- [Your task]: Can you convert the entire listing below into a numbered list, skipping blank lines and leaving out the pictures?

(Data entries)
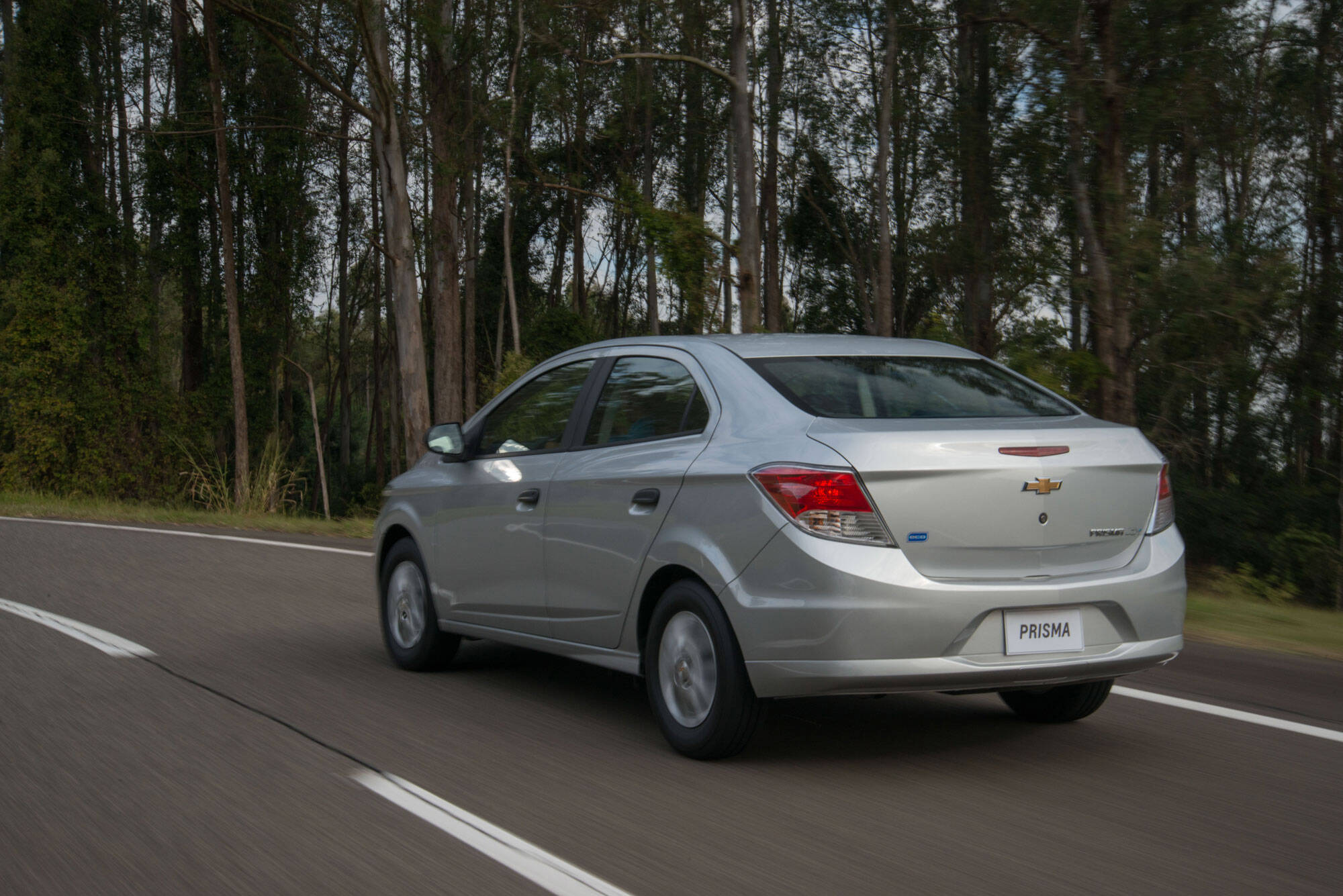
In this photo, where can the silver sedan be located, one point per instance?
(755, 517)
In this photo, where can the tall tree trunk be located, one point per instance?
(651, 270)
(398, 228)
(729, 181)
(7, 66)
(242, 477)
(883, 302)
(976, 176)
(378, 423)
(749, 220)
(770, 184)
(508, 185)
(343, 302)
(1103, 224)
(577, 173)
(445, 223)
(193, 326)
(152, 260)
(469, 293)
(469, 223)
(128, 212)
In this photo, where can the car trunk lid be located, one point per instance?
(962, 509)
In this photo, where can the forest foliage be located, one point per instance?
(1137, 203)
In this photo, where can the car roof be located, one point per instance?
(772, 345)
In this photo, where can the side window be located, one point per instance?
(647, 399)
(535, 416)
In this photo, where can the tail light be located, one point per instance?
(829, 503)
(1165, 513)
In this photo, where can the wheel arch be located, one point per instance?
(393, 534)
(661, 580)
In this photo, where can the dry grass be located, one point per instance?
(96, 509)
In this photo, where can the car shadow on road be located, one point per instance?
(796, 730)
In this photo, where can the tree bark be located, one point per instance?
(398, 228)
(651, 271)
(508, 187)
(445, 223)
(343, 302)
(727, 235)
(193, 330)
(770, 183)
(152, 262)
(128, 212)
(883, 302)
(743, 126)
(976, 176)
(242, 475)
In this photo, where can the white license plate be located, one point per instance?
(1043, 631)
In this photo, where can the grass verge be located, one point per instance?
(1224, 611)
(96, 509)
(1221, 605)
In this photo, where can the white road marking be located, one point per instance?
(175, 532)
(527, 859)
(105, 642)
(1240, 715)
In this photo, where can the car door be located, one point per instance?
(610, 494)
(490, 528)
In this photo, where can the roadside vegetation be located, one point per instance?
(124, 511)
(252, 248)
(1238, 608)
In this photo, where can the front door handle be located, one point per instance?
(647, 497)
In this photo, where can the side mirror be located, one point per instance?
(447, 439)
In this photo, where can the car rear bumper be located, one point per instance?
(806, 678)
(815, 616)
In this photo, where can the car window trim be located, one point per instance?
(597, 395)
(567, 439)
(789, 395)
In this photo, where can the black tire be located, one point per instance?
(1064, 703)
(735, 710)
(432, 648)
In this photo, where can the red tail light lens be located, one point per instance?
(829, 503)
(1165, 511)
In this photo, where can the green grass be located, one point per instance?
(96, 509)
(1225, 611)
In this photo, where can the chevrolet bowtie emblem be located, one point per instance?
(1044, 486)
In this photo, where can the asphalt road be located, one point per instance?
(224, 762)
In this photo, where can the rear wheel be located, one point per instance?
(1063, 703)
(410, 624)
(696, 679)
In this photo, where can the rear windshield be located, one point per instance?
(894, 388)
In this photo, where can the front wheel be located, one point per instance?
(410, 624)
(1063, 703)
(696, 679)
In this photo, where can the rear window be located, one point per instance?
(894, 388)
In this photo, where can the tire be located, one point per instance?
(409, 621)
(699, 691)
(1064, 703)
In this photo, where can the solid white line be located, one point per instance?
(175, 532)
(1240, 715)
(105, 642)
(527, 859)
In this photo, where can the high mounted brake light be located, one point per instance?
(1165, 511)
(829, 503)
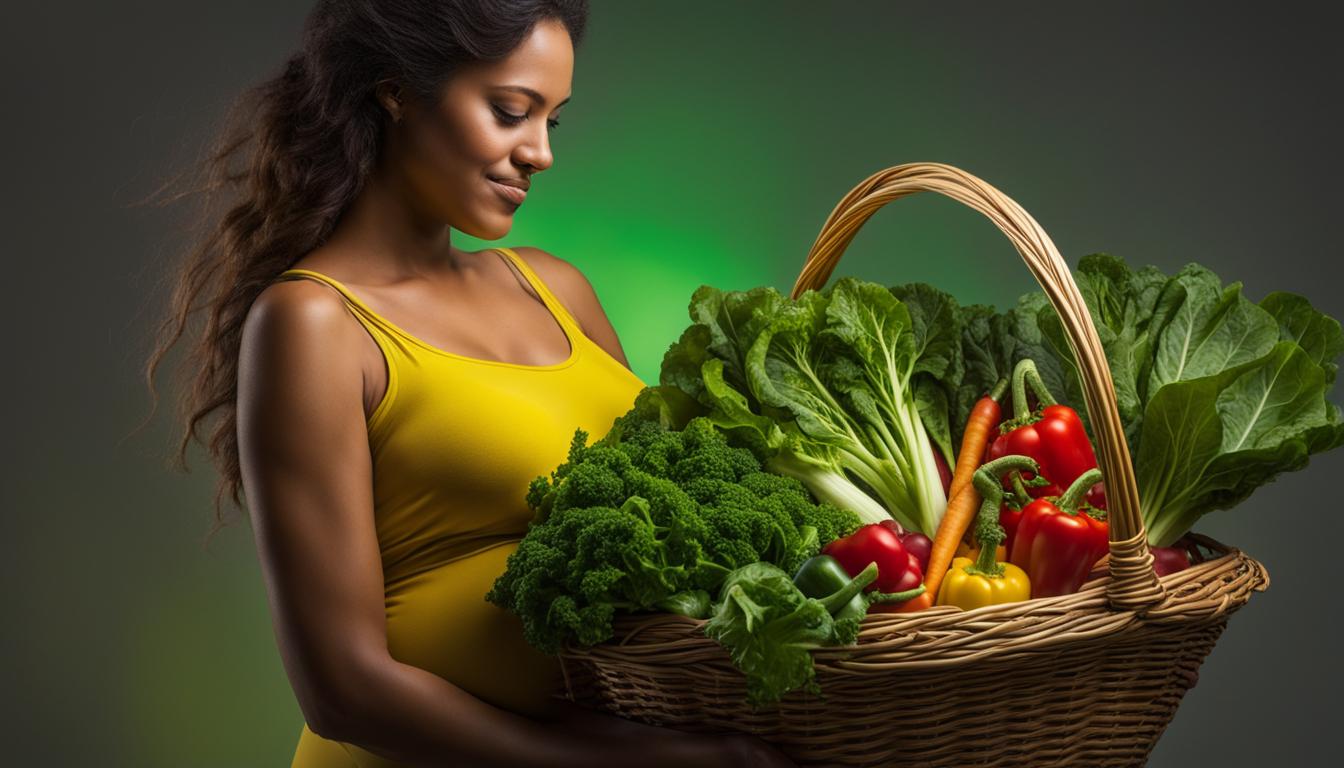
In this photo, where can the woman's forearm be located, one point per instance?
(413, 716)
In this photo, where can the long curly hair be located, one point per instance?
(292, 155)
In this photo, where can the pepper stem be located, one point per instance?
(1026, 374)
(989, 534)
(1073, 498)
(1000, 388)
(855, 585)
(1020, 490)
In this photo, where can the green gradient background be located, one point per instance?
(706, 144)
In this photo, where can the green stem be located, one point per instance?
(1026, 374)
(1019, 488)
(989, 534)
(897, 596)
(836, 600)
(1000, 386)
(1073, 498)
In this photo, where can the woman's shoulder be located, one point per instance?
(566, 281)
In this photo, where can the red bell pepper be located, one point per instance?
(1054, 436)
(1010, 514)
(1058, 545)
(898, 570)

- [Result]:
1. In this photo, where can the silver sedan be located, one point per instance?
2. (755, 517)
3. In this photo, where can the tall tree trunk be located, one point per instance?
4. (651, 270)
5. (398, 228)
6. (729, 181)
7. (7, 66)
8. (242, 477)
9. (883, 302)
10. (976, 176)
11. (378, 423)
12. (749, 220)
13. (770, 184)
14. (508, 185)
15. (343, 302)
16. (1103, 224)
17. (577, 173)
18. (445, 223)
19. (193, 326)
20. (152, 260)
21. (469, 293)
22. (469, 223)
23. (128, 212)
24. In this photo, where can the car trunk lid be located, one point per instance?
25. (962, 509)
26. In this photo, where can the forest foliage be located, one point per instance?
27. (1137, 203)
28. In this photo, where can the car roof be located, one point per instance?
29. (772, 345)
30. In this photo, where can the side window be located, one point per instance?
31. (647, 399)
32. (535, 416)
33. In this photo, where can the tail light be located, one point per instance?
34. (829, 503)
35. (1165, 513)
36. In this photo, where can the wheel arch be located, one point per instance?
37. (393, 534)
38. (661, 580)
39. In this photo, where can the dry grass be located, one point per instance?
40. (96, 509)
41. In this photo, where can the car shadow on road be located, one point per instance?
42. (796, 730)
43. In this photo, where can the tree bark be located, one point per instance?
44. (398, 228)
45. (651, 271)
46. (508, 187)
47. (445, 223)
48. (343, 302)
49. (727, 235)
50. (193, 330)
51. (770, 183)
52. (152, 262)
53. (128, 212)
54. (883, 302)
55. (743, 126)
56. (976, 176)
57. (242, 475)
58. In this photo, where can the white license plate be located, one point per instance?
59. (1043, 631)
60. In this photo, where can the grass verge be located, one point per instance?
61. (1224, 611)
62. (96, 509)
63. (1221, 605)
64. In this photo, where can the white road marking be located, one point per instance?
65. (175, 532)
66. (527, 859)
67. (105, 642)
68. (1240, 715)
69. In this photo, where can the car door be located, one point per instance?
70. (610, 494)
71. (490, 528)
72. In this photo, where can the roadside vegetation be located, one point per instance?
73. (124, 511)
74. (252, 248)
75. (1238, 608)
76. In this photo, where can the front door handle be located, one point per instance?
77. (647, 497)
78. In this photo, where can the side mirror be located, one point per instance?
79. (447, 439)
80. In this photo, where can the car rear bumper be located, one point per instance?
81. (806, 678)
82. (815, 616)
83. In this photo, where can the car window trim be located, one point per instance?
84. (597, 395)
85. (567, 439)
86. (789, 395)
87. In this photo, where can the black tire be located, one point per instance?
88. (1064, 703)
89. (735, 710)
90. (432, 648)
91. In this photo, where can the red tail light lens be located, one point per instance?
92. (829, 503)
93. (1165, 511)
94. In this photo, where can the green grass be located, one point per instance?
95. (96, 509)
96. (1225, 611)
97. In this photo, where can the chevrolet bowtie emblem be located, one point per instance?
98. (1044, 486)
99. In this photo, where can the asphalt road be located, one point per instance?
100. (224, 762)
101. In this photo, where can the rear wheel be located, one point per instance?
102. (1063, 703)
103. (410, 624)
104. (696, 679)
105. In this photo, where can the rear windshield be located, one point per instance?
106. (894, 388)
107. In this photo, where can the front wheel be located, one point per instance?
108. (410, 624)
109. (1063, 703)
110. (696, 679)
111. In this photo, where can the rear window be located, one point per instance?
112. (894, 388)
113. In this photo, where can the tire be located, one point per instance?
114. (409, 621)
115. (699, 691)
116. (1064, 703)
117. In this photo, where can the solid white line be located, one point per instance?
118. (175, 532)
119. (1240, 715)
120. (105, 642)
121. (527, 859)
122. In this photo, where can the high mounted brake light be located, one point per instance?
123. (1165, 511)
124. (829, 503)
125. In this photo, where can the woman's forearm be located, one point per instance?
126. (413, 716)
127. In this photo, where can the long curly hair be located, one point per instance?
128. (292, 155)
129. In this photo, where can the pepper stem be located, one point per instance?
130. (1026, 374)
131. (989, 534)
132. (1073, 498)
133. (1000, 388)
134. (855, 585)
135. (1020, 490)
136. In this photo, where can the green gradient background be located, one point per instance?
137. (706, 144)
138. In this photo, where can the green stem be located, one point per instance?
139. (1026, 374)
140. (1019, 488)
141. (989, 534)
142. (897, 596)
143. (836, 600)
144. (1000, 386)
145. (1073, 498)
146. In this photo, where can the woman's shoulder be located, one point per instance?
147. (566, 281)
148. In this photo, where can the red bell pepper be located, one point per instance?
149. (1054, 436)
150. (1010, 514)
151. (1058, 545)
152. (898, 570)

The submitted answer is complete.